__Given data__.

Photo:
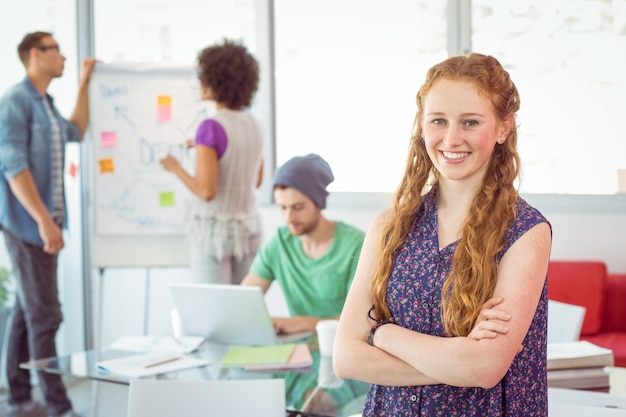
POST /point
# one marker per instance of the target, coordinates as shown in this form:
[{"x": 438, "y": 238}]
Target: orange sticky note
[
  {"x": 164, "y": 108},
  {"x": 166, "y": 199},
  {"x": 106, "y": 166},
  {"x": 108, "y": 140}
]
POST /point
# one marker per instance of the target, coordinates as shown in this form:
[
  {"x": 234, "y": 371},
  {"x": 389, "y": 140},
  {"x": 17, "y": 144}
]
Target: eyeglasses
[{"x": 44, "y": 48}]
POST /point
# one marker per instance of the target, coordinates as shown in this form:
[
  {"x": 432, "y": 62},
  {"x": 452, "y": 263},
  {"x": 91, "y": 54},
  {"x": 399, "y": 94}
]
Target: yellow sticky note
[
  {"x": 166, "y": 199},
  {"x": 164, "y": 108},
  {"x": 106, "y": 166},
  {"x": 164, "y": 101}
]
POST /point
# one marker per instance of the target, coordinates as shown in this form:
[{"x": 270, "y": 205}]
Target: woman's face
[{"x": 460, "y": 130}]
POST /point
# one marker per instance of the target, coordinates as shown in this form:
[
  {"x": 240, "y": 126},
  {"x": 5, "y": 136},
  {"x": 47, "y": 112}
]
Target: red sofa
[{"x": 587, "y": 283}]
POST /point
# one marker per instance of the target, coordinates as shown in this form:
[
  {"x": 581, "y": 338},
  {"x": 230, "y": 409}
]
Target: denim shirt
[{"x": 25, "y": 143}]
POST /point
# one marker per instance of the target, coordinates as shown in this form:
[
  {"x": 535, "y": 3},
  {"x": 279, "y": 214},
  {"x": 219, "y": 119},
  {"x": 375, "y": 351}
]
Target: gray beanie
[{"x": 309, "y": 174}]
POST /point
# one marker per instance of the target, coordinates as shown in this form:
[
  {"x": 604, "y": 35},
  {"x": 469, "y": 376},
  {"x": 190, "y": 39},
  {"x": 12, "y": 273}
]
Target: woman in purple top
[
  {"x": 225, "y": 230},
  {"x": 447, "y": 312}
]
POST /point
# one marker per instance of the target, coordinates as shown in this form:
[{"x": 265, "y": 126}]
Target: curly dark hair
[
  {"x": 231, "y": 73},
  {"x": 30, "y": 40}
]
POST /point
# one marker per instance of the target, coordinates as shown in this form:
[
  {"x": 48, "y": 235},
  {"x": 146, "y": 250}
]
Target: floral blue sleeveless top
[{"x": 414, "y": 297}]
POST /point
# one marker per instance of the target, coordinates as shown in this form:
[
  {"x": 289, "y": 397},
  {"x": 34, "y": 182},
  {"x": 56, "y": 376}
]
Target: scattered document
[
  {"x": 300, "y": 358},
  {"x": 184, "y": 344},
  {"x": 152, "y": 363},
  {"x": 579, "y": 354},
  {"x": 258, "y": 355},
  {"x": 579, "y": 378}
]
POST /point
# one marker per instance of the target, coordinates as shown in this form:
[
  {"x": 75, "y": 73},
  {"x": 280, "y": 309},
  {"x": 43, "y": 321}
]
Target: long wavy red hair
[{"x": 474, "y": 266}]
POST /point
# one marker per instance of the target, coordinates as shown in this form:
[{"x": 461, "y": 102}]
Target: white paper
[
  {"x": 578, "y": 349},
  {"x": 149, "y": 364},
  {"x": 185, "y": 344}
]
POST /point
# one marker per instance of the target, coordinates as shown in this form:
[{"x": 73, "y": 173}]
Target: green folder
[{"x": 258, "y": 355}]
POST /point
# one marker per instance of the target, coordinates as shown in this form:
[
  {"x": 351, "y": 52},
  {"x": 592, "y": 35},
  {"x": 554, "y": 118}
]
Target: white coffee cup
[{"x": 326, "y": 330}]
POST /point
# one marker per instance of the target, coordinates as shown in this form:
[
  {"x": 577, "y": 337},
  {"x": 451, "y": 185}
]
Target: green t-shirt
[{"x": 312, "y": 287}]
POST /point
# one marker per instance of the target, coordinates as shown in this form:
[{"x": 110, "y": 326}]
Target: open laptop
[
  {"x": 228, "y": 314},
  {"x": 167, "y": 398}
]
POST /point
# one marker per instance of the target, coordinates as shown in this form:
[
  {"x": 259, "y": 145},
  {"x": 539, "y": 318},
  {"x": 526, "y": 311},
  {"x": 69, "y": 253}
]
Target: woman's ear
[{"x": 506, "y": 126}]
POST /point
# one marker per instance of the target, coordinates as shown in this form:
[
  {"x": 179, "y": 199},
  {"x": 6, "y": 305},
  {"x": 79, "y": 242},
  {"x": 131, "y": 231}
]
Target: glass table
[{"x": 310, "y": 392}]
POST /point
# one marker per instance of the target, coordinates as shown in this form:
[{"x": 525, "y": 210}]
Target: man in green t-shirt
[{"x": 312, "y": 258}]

__What is required__. Transcribe the records above exactly, leaving out every picture.

__Response for this exercise__.
Photo:
POST /point
# one marker per instance of the target, coordinates as shown in this form:
[{"x": 438, "y": 238}]
Target: orange sticky note
[
  {"x": 164, "y": 108},
  {"x": 166, "y": 199},
  {"x": 106, "y": 166},
  {"x": 108, "y": 140}
]
POST /point
# one marker per instance of the target, coordinates as shown in this form:
[
  {"x": 234, "y": 371},
  {"x": 389, "y": 140},
  {"x": 17, "y": 144}
]
Target: eyeglasses
[{"x": 44, "y": 48}]
POST /point
# one marker per instance of the target, coordinates as shown in this form:
[
  {"x": 432, "y": 62},
  {"x": 452, "y": 263},
  {"x": 91, "y": 54},
  {"x": 399, "y": 94}
]
Target: yellow sticky note
[
  {"x": 166, "y": 199},
  {"x": 164, "y": 108},
  {"x": 106, "y": 166},
  {"x": 164, "y": 101}
]
POST /point
# one marker per instance of the target, coordinates as shown in this form:
[{"x": 270, "y": 205}]
Target: woman's face
[{"x": 460, "y": 130}]
POST /point
# one marker per instance of the target, coordinates as shown in this form:
[
  {"x": 240, "y": 126},
  {"x": 5, "y": 136},
  {"x": 47, "y": 112}
]
Target: red sofa
[{"x": 587, "y": 283}]
POST /point
# one marker per instance of the target, coordinates as shown in this form:
[
  {"x": 581, "y": 338},
  {"x": 230, "y": 409}
]
Target: denim shirt
[{"x": 25, "y": 143}]
POST /point
# one marker per instance of the target, coordinates as shown in this form:
[
  {"x": 535, "y": 3},
  {"x": 279, "y": 214},
  {"x": 219, "y": 119},
  {"x": 375, "y": 351}
]
Target: gray beanie
[{"x": 309, "y": 174}]
POST /point
# one marker per instance of the target, coordinates as shown in this form:
[
  {"x": 604, "y": 35},
  {"x": 469, "y": 376},
  {"x": 190, "y": 39},
  {"x": 12, "y": 273}
]
Target: woman in purple top
[
  {"x": 225, "y": 230},
  {"x": 447, "y": 312}
]
POST /point
# one marker per instance of the target, coordinates as shown in this form:
[{"x": 265, "y": 126}]
Target: curly dark hair
[
  {"x": 231, "y": 73},
  {"x": 30, "y": 40}
]
POST /point
# one marker per instance of the target, coordinates as shown in this form:
[
  {"x": 48, "y": 235},
  {"x": 146, "y": 250}
]
Target: floral blue sleeveless top
[{"x": 414, "y": 297}]
POST /point
# one marker per instance of the target, coordinates as shown in this form:
[
  {"x": 289, "y": 397},
  {"x": 34, "y": 182},
  {"x": 56, "y": 376}
]
Target: scattered document
[
  {"x": 300, "y": 358},
  {"x": 184, "y": 344},
  {"x": 152, "y": 363},
  {"x": 579, "y": 354},
  {"x": 258, "y": 355},
  {"x": 579, "y": 378}
]
POST /point
# one marker per instance of the target, coordinates as shown in this form:
[
  {"x": 75, "y": 73},
  {"x": 280, "y": 309},
  {"x": 43, "y": 321}
]
Target: long wavy red hair
[{"x": 474, "y": 266}]
POST /point
# one marker per instance of the target, coordinates as shown in this form:
[{"x": 461, "y": 102}]
Target: white paper
[
  {"x": 578, "y": 349},
  {"x": 149, "y": 364},
  {"x": 185, "y": 344}
]
POST /point
# one marker per instance of the target, coordinates as shown in this form:
[{"x": 73, "y": 173}]
Target: green folder
[{"x": 258, "y": 355}]
POST /point
# one marker per instance of the target, coordinates as shown in this form:
[
  {"x": 351, "y": 52},
  {"x": 592, "y": 35},
  {"x": 554, "y": 118}
]
Target: white coffee cup
[{"x": 326, "y": 330}]
POST /point
# one marker per instance of the target, coordinates as shown in this form:
[
  {"x": 577, "y": 337},
  {"x": 451, "y": 185}
]
Target: green t-shirt
[{"x": 312, "y": 287}]
POST /point
# one marker per instance of the target, coordinates as shown in this form:
[{"x": 110, "y": 326}]
Target: open laptop
[
  {"x": 228, "y": 314},
  {"x": 167, "y": 398}
]
POST /point
# one marker per instance of the target, coordinates as shown in this form:
[
  {"x": 259, "y": 145},
  {"x": 539, "y": 318},
  {"x": 526, "y": 311},
  {"x": 69, "y": 253}
]
Target: woman's ear
[{"x": 506, "y": 126}]
POST /point
# one marker per instance of the target, coordinates as shown in this form:
[
  {"x": 179, "y": 199},
  {"x": 6, "y": 305},
  {"x": 79, "y": 242},
  {"x": 131, "y": 231}
]
Target: glass table
[{"x": 310, "y": 392}]
POST /point
# one marker per instance of the target, coordinates as shown in this form:
[{"x": 525, "y": 210}]
Target: man in green t-shirt
[{"x": 312, "y": 258}]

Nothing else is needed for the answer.